- What is expected -
Write out exactly the first lines of the listing, ending on the line that contains "positive clicks: (401, 297) (285, 229)".

☆ ☆ ☆ ☆

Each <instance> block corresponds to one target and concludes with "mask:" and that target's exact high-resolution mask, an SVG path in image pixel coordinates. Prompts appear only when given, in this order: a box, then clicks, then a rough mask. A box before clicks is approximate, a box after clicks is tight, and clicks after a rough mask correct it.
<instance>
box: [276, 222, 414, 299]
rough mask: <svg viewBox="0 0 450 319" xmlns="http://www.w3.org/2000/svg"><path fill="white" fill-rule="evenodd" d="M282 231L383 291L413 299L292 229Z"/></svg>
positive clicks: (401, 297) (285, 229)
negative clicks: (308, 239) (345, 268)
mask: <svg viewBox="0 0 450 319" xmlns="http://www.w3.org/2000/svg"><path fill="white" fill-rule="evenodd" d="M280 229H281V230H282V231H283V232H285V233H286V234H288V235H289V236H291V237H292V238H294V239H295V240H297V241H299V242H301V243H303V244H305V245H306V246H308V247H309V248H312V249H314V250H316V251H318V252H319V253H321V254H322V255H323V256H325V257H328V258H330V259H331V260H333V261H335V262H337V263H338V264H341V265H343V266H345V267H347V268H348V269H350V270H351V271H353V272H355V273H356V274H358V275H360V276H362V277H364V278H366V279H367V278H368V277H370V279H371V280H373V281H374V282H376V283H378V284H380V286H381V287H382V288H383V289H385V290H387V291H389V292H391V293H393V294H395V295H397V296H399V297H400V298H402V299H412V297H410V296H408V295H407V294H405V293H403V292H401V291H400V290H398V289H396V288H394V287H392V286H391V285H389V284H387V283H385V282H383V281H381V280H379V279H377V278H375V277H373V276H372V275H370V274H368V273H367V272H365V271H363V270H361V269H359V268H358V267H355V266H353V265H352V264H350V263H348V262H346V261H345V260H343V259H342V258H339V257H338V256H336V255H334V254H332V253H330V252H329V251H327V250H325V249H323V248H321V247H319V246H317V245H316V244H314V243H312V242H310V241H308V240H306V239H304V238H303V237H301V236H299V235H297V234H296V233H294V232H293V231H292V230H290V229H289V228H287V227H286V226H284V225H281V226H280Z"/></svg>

☆ ☆ ☆ ☆

- Your solution -
Each <instance> block corresponds to one target and concludes with "mask:" and that target's exact high-resolution mask, an SVG path in image pixel coordinates. Prompts appear only when given, in this order: a box, then clicks, then a rough mask. A box before clicks is approximate, a box after clicks is tight, and clicks after a rough mask correct it.
<instance>
box: [276, 222, 414, 299]
rough mask: <svg viewBox="0 0 450 319" xmlns="http://www.w3.org/2000/svg"><path fill="white" fill-rule="evenodd" d="M282 231L383 291L413 299L292 229Z"/></svg>
positive clicks: (401, 297) (285, 229)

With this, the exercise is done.